** SOURCE TEXT **
--- begin ---

Self Join to find duplicates but including all columns

Question

I would like to match any entries in a logs table which occurs having the same day and cause which are in the table more than once. I wrote the query for that fetches already the duplicates, my problem is that I need to have access to all the columns in the result from the table for later JOINs. Table looks like that:

| ID | DATE       | CAUSE | USER | ... |
|--------------------------------------|
| x  | 2017-01-01 | aaa   | 100  | ... |
| x  | 2017-01-02 | aaa   | 101  | ... |
| x  | 2017-01-03 | bbb   | 101  | ... |
| x  | 2017-01-03 | bbb   | 101  | ... |
| x  | 2017-01-04 | ccc   | 101  | ... |
| x  | 2017-01-04 | ccc   | 101  | ... |
| x  | 2017-01-04 | ccc   | 101  | ... |
| x  | 2017-01-05 | aaa   | 101  | ... |
| .....................................|
| .....................................|
| .....................................|

Query:

SELECT logs.* FROM 
    (SELECT day, cause FROM logs 
         GROUP BY day, cause HAVING COUNT(*) > 1) AS logsTwice, logs 
WHERE logsTwice.day = logs.day AND logsTwice.cause = logs.cause

The sub select fetches exactly the right data (date and cause) but when I try to get the additional columns of these matches I get completely wrong data. What am I doing wrong?

--- end ---

** THE PROBLEM **
Retype everything in the self-join question from "SELECT logs.* FROM" down to "I doing wrong?", keeping every character and line break unchanged.

** DATA SEGMENT **
--- begin ---

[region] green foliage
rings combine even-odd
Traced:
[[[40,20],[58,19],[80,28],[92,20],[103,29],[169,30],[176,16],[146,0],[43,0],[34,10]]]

--- end ---

** RESPONSE TO THIS EXERCISE **
SELECT logs.* FROM 
    (SELECT day, cause FROM logs 
         GROUP BY day, cause HAVING COUNT(*) > 1) AS logsTwice, logs 
WHERE logsTwice.day = logs.day AND logsTwice.cause = logs.cause

The sub select fetches exactly the right data (date and cause) but when I try to get the additional columns of these matches I get completely wrong data. What am I doing wrong?